» Extracto proporcionado
Félix de Azúa
La primera embarcación a vapor que navegó por aguas suizas cruzó el lago Leman de Ginebra a Ouchy en 1823. Línea y embarcación, todavía funcionan. Como es lógico, no debe de quedar ni un tornillo del original, pero el SS Montreux, bautizado en 1904, sigue disponiendo a los viajeros sobre su cubierta y es tan esbelto como una babucha de sultán.
Más modesto, el Lavaux me acerca a las mansiones de Bellevue y de La Bellotte. Durante el trayecto puede verse entre verduras la villa Diodati, ese lugar en donde ardía la más alta poesía y la más grosera estupidez cuando Byron, Shelley y sus groopies la ocuparon hasta la muerte del poeta, o sea, de Shelley.
La escena del funeral “griego” de Shelley, tal como lo relata en sus memorias Trelawny, que estaba presente, es soberbia. Las damas lloraban por el joven poeta arrebatado por los dioses celosos, mientras sus amigos prendían fuego a la pira funeraria. Pero cuando las llamas causaron la explosión del cráneo de Shelley, huyeron despavoridas y cubiertas de sesos fritos.
En lo alto de la ribera opuesta se ve también la mansión (una más) de los Rotschild, inconfundible por su espantoso mal gusto. Esta familia de familias no logró moderar su tosquedad hasta la segunda guerra mundial.

Registros guardados:
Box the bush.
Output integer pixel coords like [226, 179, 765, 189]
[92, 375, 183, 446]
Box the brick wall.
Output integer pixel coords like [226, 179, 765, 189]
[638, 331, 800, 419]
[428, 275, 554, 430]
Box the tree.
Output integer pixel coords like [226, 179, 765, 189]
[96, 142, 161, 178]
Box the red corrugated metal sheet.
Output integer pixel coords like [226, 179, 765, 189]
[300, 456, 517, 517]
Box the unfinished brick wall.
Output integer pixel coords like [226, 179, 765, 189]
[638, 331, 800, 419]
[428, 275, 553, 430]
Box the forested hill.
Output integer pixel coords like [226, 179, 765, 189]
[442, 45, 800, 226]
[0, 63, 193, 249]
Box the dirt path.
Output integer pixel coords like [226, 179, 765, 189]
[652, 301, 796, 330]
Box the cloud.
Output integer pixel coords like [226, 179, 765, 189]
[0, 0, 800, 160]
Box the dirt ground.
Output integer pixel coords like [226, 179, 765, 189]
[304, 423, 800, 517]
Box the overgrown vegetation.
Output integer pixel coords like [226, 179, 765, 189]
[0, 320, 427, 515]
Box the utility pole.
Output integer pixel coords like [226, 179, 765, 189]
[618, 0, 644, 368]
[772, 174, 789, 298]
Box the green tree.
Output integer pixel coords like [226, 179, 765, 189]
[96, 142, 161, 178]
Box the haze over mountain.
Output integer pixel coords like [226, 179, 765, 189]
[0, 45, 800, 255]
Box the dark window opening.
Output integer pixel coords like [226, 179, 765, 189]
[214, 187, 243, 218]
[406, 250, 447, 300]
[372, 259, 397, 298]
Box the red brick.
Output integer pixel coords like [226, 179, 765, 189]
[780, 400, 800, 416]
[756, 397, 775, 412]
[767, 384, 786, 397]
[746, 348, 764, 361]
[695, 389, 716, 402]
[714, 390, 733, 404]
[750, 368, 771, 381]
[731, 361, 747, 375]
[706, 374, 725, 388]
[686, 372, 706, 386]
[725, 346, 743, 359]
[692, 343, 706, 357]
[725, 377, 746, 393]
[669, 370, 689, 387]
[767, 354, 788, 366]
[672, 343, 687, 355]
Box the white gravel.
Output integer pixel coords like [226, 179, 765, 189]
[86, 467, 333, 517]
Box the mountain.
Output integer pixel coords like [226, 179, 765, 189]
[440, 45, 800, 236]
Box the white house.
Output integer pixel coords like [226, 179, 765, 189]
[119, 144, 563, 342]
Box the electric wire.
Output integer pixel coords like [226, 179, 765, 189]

* * *

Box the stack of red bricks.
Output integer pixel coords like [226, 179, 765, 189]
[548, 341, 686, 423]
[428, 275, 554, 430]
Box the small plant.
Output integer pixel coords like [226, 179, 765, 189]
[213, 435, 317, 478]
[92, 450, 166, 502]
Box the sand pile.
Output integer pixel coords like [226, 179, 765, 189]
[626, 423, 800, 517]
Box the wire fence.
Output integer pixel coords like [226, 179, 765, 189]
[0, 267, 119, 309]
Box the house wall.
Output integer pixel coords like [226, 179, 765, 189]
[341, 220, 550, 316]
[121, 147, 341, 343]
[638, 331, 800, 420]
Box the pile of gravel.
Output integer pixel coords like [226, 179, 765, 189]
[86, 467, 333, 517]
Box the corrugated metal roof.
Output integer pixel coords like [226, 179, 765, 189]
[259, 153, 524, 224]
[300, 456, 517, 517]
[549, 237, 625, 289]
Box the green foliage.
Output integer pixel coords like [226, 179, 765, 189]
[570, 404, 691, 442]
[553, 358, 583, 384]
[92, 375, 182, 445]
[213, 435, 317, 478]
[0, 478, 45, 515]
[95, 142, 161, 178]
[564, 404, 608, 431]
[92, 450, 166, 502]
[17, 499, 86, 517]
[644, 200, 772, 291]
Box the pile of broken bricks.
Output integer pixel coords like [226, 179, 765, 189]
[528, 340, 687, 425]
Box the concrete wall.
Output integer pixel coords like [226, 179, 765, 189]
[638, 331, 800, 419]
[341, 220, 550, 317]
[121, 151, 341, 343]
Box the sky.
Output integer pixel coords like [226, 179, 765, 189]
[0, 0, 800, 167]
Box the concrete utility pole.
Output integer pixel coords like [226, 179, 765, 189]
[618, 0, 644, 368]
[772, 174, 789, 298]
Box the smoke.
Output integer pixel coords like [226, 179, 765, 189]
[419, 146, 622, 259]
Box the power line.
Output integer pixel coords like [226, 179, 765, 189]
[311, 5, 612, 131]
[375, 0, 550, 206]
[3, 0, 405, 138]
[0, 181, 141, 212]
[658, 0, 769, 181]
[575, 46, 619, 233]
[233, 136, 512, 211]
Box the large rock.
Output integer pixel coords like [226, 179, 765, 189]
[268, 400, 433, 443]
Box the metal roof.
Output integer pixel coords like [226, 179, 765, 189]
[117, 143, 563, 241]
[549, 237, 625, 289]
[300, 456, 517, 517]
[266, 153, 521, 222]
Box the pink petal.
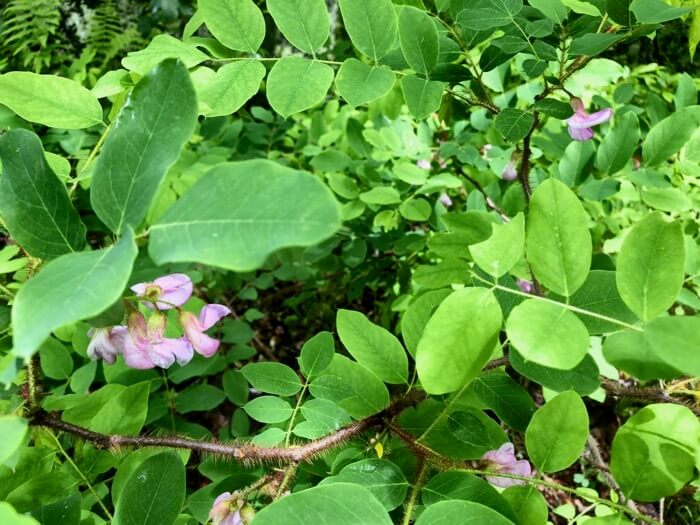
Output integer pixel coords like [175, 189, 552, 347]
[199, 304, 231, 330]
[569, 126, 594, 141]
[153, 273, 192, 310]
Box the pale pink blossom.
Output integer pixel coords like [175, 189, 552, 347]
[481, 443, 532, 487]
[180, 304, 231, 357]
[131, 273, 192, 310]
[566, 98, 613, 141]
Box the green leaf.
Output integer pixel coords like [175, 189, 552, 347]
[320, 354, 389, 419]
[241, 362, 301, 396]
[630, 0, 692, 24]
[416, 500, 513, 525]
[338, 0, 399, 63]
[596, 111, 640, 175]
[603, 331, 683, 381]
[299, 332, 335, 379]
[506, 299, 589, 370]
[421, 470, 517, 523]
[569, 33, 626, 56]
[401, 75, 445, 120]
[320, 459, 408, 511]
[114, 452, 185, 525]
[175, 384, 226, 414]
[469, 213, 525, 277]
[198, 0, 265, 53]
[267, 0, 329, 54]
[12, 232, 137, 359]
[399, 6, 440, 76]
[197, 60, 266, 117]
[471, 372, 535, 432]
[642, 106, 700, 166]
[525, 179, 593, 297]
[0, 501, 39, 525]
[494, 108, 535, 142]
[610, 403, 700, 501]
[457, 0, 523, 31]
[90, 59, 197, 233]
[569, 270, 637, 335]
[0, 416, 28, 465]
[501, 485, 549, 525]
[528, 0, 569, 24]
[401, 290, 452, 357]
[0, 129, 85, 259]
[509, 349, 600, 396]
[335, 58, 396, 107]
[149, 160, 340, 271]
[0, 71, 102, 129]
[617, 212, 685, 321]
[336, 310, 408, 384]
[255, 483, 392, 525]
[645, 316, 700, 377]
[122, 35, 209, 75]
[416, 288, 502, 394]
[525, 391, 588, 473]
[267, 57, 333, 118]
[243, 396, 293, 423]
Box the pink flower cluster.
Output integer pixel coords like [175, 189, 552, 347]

» Instrucciones
a: Según el texto sobre el lago Leman, ¿en qué año cruzó el lago la primera embarcación a vapor que navegó por aguas suizas?
b: Reproduce fielmente el fragmento del texto sobre el lago Leman que empieza en "La escena del" y termina en "de sesos fritos.".

» Resultados del ejercicio
a: En 1823.

b:
La escena del funeral “griego” de Shelley, tal como lo relata en sus memorias Trelawny, que estaba presente, es soberbia. Las damas lloraban por el joven poeta arrebatado por los dioses celosos, mientras sus amigos prendían fuego a la pira funeraria. Pero cuando las llamas causaron la explosión del cráneo de Shelley, huyeron despavoridas y cubiertas de sesos fritos.